[Opening RECORDS FOR THIS TASK section]
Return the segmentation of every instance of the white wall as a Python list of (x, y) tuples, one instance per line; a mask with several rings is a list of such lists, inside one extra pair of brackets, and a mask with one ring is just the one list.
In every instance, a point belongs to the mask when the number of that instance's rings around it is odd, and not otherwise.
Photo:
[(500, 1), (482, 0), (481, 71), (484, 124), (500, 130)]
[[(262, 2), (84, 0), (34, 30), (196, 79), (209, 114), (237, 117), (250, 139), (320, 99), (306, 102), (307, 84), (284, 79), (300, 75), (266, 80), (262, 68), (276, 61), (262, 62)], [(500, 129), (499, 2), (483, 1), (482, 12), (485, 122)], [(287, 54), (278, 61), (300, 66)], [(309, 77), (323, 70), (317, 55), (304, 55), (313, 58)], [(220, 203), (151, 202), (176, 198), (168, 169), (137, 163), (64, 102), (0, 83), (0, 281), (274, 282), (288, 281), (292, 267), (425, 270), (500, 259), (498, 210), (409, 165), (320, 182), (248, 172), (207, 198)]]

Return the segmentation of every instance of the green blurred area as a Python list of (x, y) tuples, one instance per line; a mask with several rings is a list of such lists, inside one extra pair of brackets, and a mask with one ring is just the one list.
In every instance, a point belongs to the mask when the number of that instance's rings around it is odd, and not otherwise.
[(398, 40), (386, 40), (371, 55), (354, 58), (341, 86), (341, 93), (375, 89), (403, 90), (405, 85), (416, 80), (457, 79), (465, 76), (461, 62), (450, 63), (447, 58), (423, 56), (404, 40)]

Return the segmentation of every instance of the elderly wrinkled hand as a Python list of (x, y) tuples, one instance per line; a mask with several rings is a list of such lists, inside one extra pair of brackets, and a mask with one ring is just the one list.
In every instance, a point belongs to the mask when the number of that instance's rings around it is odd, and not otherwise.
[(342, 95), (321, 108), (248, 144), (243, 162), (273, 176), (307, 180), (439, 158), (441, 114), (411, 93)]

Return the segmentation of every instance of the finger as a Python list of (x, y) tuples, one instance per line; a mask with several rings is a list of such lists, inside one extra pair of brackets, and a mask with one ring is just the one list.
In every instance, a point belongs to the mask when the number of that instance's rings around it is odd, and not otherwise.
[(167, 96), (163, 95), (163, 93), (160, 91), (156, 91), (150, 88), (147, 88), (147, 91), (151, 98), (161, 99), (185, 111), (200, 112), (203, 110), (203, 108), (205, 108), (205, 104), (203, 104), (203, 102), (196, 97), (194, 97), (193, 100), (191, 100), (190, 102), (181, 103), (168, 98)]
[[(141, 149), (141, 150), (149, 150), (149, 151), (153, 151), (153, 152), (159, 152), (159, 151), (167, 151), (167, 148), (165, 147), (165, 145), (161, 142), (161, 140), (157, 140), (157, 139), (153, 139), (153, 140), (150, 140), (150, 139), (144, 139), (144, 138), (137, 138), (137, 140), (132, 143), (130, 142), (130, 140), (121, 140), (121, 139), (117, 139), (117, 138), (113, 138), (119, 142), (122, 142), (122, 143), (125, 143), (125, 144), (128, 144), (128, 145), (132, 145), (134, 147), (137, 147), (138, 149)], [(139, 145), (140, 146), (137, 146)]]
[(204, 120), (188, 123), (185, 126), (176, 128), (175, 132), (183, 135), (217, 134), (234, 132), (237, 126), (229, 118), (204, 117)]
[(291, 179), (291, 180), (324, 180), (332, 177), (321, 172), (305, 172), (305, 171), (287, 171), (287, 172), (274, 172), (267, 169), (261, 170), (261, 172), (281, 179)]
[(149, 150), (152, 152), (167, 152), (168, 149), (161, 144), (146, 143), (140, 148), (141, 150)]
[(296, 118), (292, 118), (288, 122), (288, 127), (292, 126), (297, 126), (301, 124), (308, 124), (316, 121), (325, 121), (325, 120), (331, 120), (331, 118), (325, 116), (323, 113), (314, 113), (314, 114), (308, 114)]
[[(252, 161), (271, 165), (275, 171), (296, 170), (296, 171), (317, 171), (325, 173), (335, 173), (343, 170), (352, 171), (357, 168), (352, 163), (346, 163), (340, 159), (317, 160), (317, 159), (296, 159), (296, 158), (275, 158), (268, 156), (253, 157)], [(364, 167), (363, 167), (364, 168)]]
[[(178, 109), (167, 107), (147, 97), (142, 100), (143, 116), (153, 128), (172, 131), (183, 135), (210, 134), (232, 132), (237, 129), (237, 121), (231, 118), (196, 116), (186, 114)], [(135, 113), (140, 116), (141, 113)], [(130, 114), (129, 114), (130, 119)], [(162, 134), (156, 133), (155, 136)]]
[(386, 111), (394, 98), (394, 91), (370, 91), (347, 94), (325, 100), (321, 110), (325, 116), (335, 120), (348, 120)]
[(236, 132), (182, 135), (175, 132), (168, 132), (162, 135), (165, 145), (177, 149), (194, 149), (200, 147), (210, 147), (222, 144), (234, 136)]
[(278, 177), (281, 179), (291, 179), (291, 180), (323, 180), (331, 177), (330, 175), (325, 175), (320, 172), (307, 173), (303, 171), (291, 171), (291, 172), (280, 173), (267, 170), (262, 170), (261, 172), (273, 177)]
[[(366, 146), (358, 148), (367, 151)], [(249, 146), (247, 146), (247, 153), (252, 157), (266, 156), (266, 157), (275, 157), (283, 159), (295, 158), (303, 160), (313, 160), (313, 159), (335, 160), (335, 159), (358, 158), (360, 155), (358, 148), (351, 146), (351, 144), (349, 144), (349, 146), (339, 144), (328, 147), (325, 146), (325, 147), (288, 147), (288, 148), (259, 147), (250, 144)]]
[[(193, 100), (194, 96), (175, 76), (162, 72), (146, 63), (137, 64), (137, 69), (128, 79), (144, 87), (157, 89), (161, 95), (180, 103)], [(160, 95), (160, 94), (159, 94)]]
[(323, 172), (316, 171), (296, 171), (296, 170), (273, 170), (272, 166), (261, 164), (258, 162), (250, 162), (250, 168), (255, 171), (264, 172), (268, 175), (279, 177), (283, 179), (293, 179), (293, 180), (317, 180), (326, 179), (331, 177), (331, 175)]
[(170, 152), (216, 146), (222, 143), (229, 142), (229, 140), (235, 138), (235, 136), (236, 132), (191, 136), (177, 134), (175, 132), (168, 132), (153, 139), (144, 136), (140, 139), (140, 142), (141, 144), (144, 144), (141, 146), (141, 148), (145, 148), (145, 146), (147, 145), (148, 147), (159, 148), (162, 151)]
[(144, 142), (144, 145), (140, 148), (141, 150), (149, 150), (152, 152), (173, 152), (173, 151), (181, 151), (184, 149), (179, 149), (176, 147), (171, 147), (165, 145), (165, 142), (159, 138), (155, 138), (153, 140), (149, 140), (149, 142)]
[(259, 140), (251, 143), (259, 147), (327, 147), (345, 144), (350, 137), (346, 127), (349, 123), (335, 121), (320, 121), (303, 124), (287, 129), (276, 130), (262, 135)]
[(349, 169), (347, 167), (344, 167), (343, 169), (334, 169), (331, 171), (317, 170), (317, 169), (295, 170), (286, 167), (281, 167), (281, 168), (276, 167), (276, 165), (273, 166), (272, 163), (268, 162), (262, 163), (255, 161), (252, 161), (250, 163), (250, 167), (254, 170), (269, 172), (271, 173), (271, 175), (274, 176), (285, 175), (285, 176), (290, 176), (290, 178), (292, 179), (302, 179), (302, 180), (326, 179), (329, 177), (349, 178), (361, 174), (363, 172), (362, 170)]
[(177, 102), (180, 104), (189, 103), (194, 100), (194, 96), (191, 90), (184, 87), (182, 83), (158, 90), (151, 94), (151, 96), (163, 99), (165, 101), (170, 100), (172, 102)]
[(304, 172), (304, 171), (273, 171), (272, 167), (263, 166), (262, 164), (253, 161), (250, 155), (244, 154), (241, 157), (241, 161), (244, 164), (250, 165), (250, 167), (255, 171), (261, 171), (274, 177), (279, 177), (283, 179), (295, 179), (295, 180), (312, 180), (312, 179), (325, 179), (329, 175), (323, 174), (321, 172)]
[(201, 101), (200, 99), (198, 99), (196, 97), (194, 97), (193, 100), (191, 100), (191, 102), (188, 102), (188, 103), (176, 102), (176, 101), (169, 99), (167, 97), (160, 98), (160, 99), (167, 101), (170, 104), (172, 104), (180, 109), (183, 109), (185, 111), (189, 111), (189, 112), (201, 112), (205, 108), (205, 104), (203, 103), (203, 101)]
[Closing RECORDS FOR THIS TASK section]
=== WORK INSTRUCTIONS ===
Return each line of the data where the word "extra" appears.

=== EXERCISE RESULT ===
Return the segmentation of every instance of the white wall as a Python list of (x, y) tuples, one instance per line; a mask with several rings is a list of such lists, inside one extra pair of brackets, and a mask with one ring is just the one list.
Return the segmentation of every instance of the green blurred area as a Python list of (x, y) tuples, one instance per line; a mask with several rings is a list of such lists, inside one extra pair of brackets, and a mask with one ring is just the one list.
Return the segmentation of every instance of the elderly wrinkled hand as a Python list of (x, y) tuples, one instance per line; a mask with several rings is a list of such lists, inside one extra pair of brackets, and a mask with one ring is just the one list.
Return the segmentation of every instance of the finger as a Python list of (x, y) tuples, one instance per line; a mask with several rings is a list of such lists, inside one extra pair of brackets, and a mask with one ring is just the one list.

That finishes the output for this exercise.